* **Work instruction 1**:
Output the stretch of the quinoa patties passage from "Enter quinoa patties." through "in the future.", copied word for word.
* **Work instruction 2**:
Translate this sentence from the quinoa patties passage into Spanish: "These have great flavor, lend themselves to a variety of other dishes, and are so easily adaptable to whatever your tastes happen to be, that I know I'll be making them a lot in the future."
* **Work instruction 3**:
Answer these questions using the quinoa patties passage.
(a) What kind of dish does the passage say the patties could definitely be?
(b) What does the passage say quinoa has?
(c) From which source is the recipe adapted?

* **Source document**:
* * *
Enter quinoa patties.  These could definitely be a side dish, if you're so inclined, but put next to those other sides, they look downright hearty and, well, main dish-y.  At least, in the world I live in.  Plus, if you didn't already know, quinoa has complete protein in them!  Perfect!  These have great flavor, lend themselves to a variety of other dishes, and are so easily adaptable to whatever your tastes happen to be, that I know I'll be making them a lot in the future.



Quinoa Patties
(adapted from Mels Kitchen Cafe)
* * *
* **Dataset entries**:
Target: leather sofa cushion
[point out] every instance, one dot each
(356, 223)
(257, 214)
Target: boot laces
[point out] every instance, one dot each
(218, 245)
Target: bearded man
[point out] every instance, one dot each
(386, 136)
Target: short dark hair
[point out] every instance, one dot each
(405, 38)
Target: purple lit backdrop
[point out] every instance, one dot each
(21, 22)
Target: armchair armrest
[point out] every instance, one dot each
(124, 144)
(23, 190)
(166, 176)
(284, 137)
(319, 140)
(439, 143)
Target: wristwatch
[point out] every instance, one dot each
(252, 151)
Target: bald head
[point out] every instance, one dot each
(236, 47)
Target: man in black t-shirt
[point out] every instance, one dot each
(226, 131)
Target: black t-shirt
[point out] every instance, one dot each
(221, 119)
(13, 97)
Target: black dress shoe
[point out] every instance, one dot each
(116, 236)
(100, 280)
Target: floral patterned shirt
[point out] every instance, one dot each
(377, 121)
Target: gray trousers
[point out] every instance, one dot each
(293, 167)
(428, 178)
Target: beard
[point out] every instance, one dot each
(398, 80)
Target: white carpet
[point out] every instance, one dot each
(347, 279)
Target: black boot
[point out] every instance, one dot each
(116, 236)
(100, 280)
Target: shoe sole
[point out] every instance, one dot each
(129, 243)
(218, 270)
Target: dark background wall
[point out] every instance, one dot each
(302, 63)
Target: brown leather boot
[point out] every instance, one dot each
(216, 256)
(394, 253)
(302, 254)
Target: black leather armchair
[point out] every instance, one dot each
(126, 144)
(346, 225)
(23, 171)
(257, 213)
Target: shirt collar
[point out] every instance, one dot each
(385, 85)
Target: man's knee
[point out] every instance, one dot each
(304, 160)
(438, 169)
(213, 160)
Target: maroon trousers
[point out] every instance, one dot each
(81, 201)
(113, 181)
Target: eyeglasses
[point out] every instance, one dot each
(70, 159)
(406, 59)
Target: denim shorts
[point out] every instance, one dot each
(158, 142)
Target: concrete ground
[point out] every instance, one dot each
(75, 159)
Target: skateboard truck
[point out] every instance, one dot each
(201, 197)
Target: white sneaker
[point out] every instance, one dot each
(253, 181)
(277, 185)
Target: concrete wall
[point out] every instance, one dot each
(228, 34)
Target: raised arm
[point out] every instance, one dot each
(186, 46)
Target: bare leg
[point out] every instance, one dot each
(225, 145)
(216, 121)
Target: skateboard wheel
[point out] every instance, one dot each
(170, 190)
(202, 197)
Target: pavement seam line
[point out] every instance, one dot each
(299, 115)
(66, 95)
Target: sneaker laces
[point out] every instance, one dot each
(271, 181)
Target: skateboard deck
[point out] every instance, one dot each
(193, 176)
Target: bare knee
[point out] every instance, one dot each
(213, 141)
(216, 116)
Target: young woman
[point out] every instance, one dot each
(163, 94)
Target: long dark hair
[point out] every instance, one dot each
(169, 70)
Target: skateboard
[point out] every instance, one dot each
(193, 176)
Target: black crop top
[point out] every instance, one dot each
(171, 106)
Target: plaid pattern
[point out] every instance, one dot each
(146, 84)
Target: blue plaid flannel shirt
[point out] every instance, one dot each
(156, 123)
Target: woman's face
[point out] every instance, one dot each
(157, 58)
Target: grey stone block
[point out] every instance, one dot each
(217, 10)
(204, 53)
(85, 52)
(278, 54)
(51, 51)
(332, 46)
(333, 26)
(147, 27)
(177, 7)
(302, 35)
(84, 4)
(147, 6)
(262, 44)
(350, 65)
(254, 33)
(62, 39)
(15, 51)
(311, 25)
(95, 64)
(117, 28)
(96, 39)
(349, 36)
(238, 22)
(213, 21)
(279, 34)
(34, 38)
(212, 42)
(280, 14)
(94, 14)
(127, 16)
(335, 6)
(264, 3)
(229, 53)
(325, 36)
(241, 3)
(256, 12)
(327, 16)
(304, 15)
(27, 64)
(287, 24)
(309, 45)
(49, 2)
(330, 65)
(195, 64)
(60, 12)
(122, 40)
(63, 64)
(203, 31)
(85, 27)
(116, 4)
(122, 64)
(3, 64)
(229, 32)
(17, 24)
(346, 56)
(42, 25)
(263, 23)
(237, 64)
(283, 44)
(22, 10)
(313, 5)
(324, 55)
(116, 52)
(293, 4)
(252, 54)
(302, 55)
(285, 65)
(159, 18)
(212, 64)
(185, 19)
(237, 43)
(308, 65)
* * *
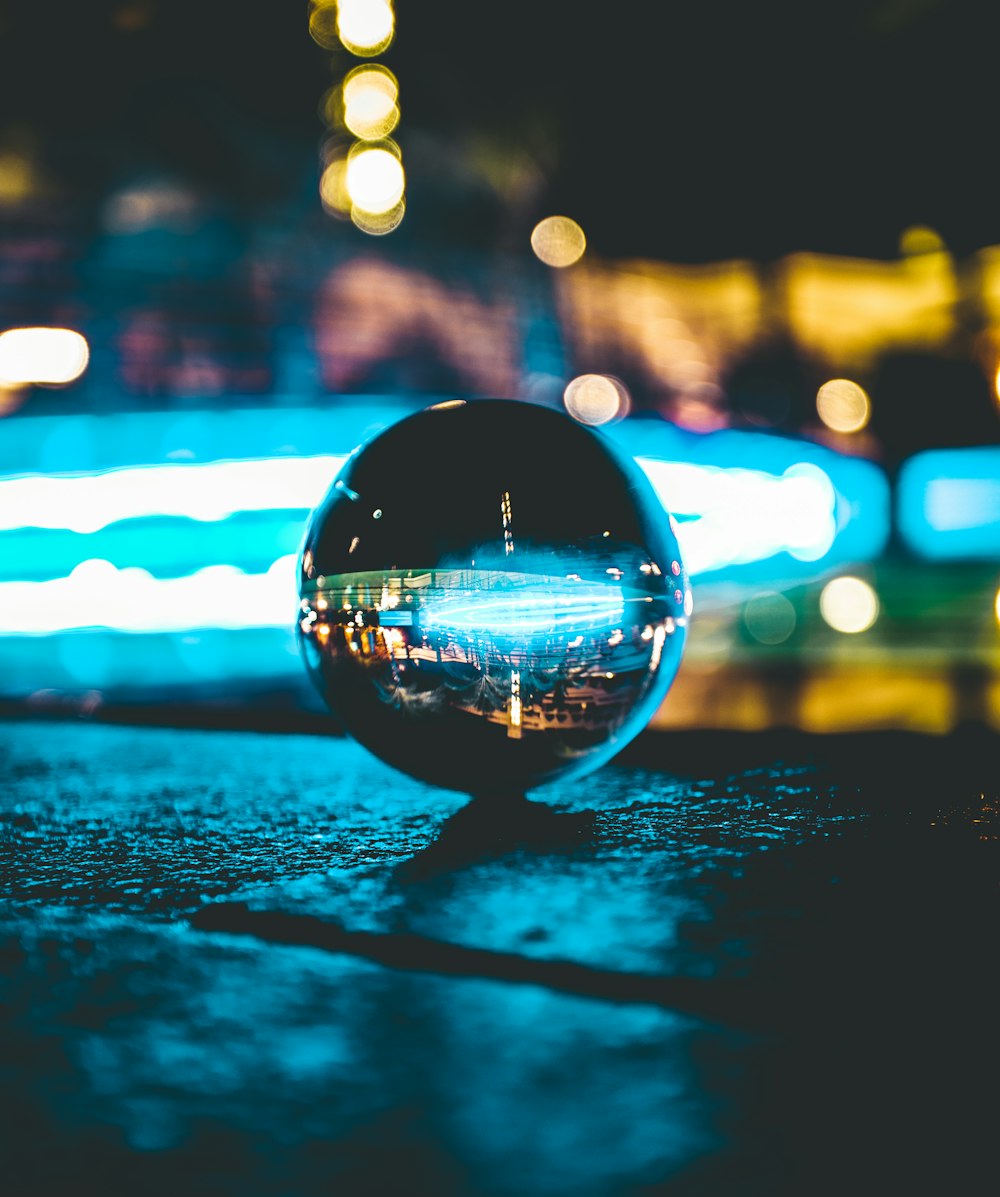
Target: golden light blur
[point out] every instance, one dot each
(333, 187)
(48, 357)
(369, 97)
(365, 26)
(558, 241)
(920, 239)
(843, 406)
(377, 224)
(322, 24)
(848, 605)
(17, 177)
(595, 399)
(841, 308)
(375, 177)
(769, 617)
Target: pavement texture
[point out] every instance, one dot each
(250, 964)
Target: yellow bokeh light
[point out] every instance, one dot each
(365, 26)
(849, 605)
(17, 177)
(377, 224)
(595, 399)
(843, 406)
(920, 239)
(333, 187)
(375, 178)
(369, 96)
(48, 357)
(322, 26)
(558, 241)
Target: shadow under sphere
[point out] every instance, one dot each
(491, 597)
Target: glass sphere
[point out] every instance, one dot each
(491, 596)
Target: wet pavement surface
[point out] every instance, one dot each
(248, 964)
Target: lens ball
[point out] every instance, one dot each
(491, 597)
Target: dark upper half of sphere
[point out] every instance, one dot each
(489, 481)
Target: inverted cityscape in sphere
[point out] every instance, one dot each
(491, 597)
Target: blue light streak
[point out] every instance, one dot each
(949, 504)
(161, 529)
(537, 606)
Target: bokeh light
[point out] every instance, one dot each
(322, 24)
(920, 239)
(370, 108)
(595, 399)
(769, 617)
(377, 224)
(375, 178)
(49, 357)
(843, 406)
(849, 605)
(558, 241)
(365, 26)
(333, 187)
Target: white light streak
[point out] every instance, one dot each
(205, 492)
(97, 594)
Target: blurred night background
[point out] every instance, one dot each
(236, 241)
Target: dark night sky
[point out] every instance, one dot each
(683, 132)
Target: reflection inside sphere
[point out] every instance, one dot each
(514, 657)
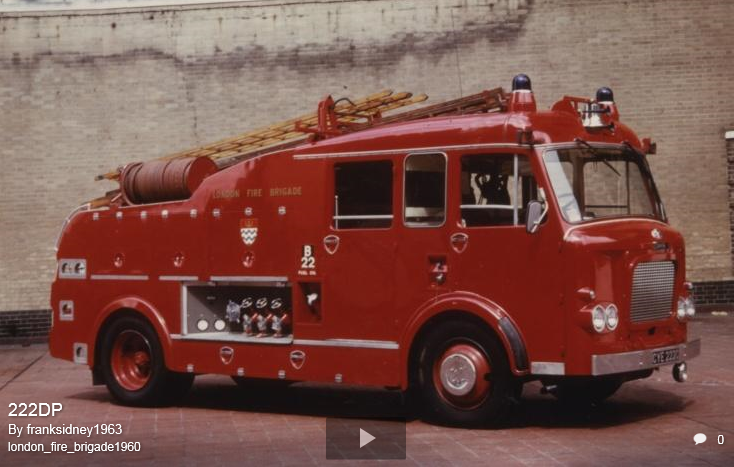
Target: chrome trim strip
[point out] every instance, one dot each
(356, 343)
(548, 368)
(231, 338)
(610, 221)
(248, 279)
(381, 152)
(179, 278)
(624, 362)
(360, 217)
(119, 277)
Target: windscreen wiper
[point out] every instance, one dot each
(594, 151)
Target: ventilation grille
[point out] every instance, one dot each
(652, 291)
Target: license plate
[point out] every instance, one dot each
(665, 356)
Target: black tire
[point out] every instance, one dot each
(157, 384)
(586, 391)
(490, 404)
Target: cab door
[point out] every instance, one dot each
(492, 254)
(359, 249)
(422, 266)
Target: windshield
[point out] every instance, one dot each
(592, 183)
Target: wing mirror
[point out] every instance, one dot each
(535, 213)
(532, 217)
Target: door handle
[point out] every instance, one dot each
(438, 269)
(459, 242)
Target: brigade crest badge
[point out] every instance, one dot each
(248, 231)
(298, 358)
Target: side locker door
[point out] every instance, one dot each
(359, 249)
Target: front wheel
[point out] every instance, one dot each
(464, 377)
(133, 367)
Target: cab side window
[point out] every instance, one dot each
* * *
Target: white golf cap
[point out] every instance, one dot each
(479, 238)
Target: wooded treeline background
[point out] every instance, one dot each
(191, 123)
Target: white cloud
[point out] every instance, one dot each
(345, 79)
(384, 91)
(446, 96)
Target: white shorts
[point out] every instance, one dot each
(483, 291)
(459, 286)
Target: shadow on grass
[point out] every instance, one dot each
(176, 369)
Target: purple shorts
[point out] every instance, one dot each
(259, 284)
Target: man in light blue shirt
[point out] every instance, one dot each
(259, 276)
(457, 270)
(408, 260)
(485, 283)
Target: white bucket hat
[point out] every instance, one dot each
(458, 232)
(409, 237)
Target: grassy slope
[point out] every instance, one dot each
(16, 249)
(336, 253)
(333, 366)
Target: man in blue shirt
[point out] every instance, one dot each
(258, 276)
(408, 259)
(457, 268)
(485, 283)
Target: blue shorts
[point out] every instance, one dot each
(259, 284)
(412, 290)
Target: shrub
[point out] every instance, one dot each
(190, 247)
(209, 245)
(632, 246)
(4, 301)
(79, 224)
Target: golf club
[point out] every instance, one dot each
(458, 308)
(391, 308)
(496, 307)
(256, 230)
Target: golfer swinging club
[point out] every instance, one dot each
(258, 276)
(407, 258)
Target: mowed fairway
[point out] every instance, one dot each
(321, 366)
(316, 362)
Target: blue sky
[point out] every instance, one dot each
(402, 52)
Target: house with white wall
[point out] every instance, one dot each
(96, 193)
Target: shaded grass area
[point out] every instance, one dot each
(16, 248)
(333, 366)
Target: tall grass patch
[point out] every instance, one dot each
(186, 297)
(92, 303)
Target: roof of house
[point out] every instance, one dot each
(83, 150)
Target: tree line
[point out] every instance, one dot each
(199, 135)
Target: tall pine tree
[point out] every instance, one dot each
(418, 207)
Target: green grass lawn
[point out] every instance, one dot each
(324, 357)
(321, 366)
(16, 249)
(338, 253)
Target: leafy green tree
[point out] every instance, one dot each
* * *
* **Exercise result 1**:
Enter quinoa patties.  These could definitely be a side dish, if you're so inclined, but put next to those other sides, they look downright hearty and, well, main dish-y.  At least, in the world I live in.  Plus, if you didn't already know, quinoa has complete protein in them!  Perfect!  These have great flavor, lend themselves to a variety of other dishes, and are so easily adaptable to whatever your tastes happen to be, that I know I'll be making them a lot in the future.

* **Exercise result 2**:
Estas tienen un gran sabor, se prestan a una variedad de otros platos y se adaptan con tanta facilidad a cualesquiera que sean tus gustos, que sé que las prepararé mucho en el futuro.

* **Exercise result 3**:
(a) A side dish.
(b) Complete protein.
(c) Mels Kitchen Cafe.